■ What you have to do
Copy each line of the following material that has the string "petal".

== == ==

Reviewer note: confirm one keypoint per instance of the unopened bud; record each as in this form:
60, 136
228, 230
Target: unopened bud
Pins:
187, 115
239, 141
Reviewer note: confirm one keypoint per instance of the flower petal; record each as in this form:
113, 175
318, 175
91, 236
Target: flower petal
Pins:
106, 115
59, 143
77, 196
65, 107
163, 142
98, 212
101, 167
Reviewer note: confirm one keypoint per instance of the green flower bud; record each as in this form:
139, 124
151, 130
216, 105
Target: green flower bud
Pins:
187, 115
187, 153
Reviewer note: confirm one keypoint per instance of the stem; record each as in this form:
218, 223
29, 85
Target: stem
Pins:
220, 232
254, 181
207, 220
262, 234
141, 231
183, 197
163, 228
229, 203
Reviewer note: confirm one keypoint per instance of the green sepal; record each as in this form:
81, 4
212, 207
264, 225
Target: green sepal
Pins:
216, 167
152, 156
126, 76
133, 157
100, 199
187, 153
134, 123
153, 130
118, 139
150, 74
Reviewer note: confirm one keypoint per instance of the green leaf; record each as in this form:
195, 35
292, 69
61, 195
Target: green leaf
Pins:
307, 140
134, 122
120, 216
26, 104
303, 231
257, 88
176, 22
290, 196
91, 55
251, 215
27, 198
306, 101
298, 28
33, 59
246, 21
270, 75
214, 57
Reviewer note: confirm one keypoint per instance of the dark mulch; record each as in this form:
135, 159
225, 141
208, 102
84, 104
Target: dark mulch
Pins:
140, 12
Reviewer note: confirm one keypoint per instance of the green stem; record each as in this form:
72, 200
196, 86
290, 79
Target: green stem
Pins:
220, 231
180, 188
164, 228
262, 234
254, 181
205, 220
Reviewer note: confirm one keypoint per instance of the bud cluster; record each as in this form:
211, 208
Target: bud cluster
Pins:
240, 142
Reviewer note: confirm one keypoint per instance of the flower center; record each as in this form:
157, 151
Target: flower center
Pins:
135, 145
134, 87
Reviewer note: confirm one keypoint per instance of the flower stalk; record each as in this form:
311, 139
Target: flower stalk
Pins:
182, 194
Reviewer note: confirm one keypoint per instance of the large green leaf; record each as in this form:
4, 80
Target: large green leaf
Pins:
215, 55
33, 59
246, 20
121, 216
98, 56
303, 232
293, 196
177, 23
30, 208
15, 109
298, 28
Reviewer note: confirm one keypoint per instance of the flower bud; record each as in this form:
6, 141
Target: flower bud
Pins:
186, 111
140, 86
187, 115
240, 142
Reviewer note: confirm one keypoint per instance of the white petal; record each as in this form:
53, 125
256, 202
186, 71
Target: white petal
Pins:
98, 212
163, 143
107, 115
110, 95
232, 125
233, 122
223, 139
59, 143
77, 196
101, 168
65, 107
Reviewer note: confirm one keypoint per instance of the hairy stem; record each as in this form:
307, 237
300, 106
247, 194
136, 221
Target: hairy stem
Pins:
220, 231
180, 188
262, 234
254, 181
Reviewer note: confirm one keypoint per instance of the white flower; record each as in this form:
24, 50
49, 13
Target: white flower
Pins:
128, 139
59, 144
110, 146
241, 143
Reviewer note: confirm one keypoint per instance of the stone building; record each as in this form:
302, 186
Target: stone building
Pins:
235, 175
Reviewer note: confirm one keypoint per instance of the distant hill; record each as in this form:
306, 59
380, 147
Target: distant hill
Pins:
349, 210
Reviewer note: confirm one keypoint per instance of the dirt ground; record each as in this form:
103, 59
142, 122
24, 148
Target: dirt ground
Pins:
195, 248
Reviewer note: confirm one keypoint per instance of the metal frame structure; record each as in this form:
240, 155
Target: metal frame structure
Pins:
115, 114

== == ==

■ Response to this exercise
Reviewer note: confirm one keypoint per instance of the flower petal; record each as in this form:
Target: flower petal
Reviewer note: confirm one keypoint per instance of the white petal; record each as in this form:
Target: white petal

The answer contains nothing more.